─── AVAILABLE RECORDS ───

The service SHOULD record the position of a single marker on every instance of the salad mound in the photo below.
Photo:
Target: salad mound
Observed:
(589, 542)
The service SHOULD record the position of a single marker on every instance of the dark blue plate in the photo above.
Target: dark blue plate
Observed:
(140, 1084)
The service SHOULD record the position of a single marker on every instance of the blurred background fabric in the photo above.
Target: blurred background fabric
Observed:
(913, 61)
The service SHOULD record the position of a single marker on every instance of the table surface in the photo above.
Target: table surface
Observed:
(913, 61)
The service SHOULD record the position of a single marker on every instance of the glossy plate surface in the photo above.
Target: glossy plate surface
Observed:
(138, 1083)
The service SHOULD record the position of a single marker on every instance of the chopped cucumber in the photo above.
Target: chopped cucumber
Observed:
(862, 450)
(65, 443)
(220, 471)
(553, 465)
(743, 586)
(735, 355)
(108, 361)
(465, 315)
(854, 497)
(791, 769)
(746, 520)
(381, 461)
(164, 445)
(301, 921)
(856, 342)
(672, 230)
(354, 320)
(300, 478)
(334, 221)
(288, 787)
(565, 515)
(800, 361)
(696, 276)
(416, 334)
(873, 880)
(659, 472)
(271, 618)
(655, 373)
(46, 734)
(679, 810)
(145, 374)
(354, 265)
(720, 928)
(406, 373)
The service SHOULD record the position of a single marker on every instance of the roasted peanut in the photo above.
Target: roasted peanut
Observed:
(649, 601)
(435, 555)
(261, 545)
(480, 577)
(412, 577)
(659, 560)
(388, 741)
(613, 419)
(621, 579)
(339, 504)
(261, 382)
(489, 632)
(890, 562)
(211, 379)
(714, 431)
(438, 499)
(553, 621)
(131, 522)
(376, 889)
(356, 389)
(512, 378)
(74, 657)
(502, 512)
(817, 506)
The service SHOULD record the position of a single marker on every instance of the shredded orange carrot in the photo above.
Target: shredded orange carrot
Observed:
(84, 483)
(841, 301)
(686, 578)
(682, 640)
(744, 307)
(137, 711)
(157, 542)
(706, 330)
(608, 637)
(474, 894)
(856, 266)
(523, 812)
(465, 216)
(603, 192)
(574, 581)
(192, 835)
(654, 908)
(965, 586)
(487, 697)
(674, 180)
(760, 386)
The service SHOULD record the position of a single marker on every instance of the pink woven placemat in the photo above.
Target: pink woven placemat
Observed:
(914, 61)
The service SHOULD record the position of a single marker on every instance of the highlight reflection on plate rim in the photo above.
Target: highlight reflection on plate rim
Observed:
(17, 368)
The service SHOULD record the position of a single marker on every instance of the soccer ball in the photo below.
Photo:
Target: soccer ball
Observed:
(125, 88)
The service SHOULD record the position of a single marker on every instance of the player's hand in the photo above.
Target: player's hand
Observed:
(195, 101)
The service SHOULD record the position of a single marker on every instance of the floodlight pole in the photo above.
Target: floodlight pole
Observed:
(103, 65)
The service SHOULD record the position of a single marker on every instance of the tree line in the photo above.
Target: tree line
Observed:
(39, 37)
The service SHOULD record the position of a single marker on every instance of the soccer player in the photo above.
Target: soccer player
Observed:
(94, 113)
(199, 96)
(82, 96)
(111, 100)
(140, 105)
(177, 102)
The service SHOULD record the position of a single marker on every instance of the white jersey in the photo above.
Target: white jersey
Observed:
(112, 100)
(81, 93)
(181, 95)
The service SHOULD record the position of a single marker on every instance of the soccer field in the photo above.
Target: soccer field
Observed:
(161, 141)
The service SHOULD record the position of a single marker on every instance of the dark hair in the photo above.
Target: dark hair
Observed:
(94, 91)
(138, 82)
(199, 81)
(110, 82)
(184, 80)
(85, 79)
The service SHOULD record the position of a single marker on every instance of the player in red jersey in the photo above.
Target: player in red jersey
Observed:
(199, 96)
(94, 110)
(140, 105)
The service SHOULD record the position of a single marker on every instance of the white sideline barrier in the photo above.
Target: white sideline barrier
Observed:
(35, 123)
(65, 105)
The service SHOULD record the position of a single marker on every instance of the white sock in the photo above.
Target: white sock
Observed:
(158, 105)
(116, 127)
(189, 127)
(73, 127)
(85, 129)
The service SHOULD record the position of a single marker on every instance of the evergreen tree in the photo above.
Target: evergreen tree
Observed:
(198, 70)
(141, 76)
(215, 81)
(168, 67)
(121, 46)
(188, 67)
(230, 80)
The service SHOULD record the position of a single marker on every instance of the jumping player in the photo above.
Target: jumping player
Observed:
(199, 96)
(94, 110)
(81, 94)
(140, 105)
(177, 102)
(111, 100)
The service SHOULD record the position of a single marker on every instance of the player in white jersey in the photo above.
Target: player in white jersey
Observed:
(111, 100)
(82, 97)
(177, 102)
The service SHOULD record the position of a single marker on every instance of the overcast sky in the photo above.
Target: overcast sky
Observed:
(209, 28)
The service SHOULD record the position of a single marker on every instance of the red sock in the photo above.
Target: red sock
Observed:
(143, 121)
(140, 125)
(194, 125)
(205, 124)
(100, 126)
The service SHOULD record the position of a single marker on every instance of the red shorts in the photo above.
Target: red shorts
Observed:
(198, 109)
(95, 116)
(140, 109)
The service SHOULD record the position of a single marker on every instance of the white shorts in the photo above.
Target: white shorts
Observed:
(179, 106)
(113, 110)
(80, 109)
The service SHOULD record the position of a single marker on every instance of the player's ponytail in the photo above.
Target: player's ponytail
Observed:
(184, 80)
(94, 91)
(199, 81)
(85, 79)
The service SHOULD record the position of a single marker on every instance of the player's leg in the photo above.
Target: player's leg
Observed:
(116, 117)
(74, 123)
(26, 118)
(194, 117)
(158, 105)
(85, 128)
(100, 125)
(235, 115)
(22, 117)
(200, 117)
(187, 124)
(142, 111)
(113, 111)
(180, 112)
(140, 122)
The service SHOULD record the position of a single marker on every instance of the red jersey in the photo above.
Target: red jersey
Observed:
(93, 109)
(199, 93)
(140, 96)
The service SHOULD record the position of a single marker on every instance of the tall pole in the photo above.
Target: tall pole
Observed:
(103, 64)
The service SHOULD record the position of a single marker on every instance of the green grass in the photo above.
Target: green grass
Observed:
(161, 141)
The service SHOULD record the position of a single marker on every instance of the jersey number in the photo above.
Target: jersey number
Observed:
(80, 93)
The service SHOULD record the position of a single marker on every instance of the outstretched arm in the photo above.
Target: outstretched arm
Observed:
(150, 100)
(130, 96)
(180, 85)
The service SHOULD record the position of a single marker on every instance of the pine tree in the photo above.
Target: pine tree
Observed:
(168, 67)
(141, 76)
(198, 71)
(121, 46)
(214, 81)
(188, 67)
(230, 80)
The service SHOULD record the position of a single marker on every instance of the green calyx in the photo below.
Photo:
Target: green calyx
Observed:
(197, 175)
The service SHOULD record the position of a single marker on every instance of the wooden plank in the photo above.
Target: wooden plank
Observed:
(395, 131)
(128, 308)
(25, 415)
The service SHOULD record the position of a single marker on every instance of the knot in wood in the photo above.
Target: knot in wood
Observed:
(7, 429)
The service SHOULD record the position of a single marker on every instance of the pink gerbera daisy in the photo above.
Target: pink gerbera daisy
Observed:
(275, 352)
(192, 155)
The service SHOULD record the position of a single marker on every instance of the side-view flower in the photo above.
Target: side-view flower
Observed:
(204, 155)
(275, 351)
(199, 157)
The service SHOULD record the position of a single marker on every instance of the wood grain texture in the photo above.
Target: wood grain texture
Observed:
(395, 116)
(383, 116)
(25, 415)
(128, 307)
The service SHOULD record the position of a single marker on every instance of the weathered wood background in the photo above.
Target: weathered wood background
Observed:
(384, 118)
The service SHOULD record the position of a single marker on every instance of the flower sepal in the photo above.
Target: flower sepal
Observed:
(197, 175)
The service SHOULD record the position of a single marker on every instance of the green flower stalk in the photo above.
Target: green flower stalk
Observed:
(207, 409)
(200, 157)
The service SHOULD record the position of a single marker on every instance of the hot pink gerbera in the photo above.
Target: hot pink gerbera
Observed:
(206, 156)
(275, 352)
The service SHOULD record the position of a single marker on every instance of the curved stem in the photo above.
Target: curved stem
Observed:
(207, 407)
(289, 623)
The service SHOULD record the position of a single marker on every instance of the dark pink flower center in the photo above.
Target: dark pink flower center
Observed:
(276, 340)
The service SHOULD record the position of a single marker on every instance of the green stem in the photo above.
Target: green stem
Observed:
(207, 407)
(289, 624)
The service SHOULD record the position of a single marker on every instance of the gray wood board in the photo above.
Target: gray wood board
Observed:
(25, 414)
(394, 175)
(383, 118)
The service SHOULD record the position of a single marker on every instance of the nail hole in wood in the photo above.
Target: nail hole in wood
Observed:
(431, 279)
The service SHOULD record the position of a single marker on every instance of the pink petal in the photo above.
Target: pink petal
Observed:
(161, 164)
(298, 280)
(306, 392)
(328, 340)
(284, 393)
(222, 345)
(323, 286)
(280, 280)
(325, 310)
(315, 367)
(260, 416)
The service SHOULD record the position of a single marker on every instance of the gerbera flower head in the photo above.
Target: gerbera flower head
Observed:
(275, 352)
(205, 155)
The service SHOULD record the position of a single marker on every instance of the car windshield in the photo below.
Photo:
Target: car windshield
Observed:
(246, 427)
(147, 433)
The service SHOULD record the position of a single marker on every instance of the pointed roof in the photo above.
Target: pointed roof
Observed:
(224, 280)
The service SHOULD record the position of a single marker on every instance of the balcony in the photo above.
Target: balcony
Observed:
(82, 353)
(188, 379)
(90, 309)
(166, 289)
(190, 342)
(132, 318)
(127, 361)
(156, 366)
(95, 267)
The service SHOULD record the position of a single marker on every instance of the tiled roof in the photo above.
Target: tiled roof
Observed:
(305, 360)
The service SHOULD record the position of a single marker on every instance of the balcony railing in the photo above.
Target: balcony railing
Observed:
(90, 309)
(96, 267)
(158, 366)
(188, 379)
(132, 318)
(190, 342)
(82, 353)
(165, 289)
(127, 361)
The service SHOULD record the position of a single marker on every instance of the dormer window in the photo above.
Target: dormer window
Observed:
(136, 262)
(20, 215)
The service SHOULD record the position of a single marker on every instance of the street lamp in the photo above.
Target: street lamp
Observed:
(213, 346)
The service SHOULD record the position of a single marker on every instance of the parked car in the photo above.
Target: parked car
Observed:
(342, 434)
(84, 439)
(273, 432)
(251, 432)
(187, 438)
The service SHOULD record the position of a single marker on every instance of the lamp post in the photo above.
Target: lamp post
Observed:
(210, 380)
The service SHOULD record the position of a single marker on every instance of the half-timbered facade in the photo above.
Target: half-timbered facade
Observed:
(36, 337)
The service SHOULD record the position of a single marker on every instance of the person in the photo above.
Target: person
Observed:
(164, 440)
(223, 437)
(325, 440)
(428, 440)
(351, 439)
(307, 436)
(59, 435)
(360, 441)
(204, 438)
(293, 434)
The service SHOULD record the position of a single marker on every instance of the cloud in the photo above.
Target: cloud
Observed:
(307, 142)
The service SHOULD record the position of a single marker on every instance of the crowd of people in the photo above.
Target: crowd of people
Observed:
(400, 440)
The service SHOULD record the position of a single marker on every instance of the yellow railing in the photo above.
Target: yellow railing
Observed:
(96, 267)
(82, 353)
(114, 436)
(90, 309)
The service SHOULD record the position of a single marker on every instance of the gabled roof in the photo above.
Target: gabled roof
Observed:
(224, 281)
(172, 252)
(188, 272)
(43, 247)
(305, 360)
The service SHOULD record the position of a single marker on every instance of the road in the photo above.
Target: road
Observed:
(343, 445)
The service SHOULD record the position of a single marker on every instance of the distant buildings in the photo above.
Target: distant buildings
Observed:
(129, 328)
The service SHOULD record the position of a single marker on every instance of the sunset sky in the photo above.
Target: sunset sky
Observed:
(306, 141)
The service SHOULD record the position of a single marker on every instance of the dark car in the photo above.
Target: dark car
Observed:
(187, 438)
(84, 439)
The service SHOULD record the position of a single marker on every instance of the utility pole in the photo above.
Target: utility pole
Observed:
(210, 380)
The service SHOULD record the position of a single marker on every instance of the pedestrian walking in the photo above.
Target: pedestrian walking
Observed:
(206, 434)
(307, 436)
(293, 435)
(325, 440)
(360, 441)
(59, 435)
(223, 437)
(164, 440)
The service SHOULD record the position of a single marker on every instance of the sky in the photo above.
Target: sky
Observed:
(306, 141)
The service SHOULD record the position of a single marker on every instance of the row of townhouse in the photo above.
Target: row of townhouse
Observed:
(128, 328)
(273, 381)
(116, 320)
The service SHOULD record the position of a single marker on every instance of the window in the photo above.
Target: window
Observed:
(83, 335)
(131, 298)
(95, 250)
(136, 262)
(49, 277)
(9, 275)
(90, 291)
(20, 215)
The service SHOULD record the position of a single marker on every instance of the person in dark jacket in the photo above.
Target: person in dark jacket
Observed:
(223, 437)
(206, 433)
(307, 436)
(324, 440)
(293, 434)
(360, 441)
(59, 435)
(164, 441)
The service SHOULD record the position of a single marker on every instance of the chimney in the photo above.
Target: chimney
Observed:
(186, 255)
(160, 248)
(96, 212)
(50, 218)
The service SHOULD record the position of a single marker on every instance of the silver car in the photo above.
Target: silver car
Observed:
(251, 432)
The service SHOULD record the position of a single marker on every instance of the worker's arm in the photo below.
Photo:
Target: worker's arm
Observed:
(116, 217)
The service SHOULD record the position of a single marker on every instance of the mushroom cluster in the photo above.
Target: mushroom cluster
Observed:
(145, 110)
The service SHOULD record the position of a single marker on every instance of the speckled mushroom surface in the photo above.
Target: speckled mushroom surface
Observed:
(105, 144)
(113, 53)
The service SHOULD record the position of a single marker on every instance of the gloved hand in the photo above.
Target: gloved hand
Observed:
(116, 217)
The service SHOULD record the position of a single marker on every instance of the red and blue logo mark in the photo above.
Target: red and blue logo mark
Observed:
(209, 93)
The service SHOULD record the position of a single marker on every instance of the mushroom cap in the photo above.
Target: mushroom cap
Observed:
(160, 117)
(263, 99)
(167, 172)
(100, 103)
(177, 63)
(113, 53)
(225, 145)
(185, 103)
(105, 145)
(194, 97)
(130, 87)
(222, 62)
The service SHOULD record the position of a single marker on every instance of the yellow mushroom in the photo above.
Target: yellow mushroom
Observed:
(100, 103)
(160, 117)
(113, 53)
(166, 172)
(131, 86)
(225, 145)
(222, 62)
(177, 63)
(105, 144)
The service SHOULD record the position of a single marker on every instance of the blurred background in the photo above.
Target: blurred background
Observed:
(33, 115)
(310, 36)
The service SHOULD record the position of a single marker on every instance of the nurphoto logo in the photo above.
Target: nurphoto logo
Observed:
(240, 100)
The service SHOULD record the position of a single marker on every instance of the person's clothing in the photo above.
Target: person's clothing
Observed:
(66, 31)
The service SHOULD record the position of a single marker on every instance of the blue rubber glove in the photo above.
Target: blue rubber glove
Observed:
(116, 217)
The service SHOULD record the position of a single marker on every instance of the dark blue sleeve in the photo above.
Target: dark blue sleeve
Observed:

───

## OBJECTIVE
Copy out the lines from the line containing "mushroom in the photo above." to the end of the listing above, without alteration.

## ANSWER TO THIS PROBLEM
The service SHOULD record the position of a single marker on every instance of the yellow mushroom in the photo above.
Target: yellow mushroom
Observed:
(100, 103)
(160, 117)
(113, 53)
(166, 172)
(131, 86)
(225, 145)
(222, 62)
(177, 63)
(105, 144)
The service SHOULD record the position of a single marker on every instance of the blurred background in the photo above.
Target: blurred background
Observed:
(33, 115)
(310, 36)
The service SHOULD record the position of a single marker on every instance of the nurphoto logo in the photo above.
Target: nurphoto logo
Observed:
(240, 100)
The service SHOULD record the position of a single marker on every instance of the person's clothing in the photo above.
Target: person's clothing
Observed:
(66, 31)
The service SHOULD record the position of a single marker on every instance of the blue rubber glove in the photo above.
Target: blue rubber glove
Observed:
(116, 217)
The service SHOULD record the position of a single marker on every instance of the dark blue sleeve in the photo above.
Target: dark blue sleeve
Observed:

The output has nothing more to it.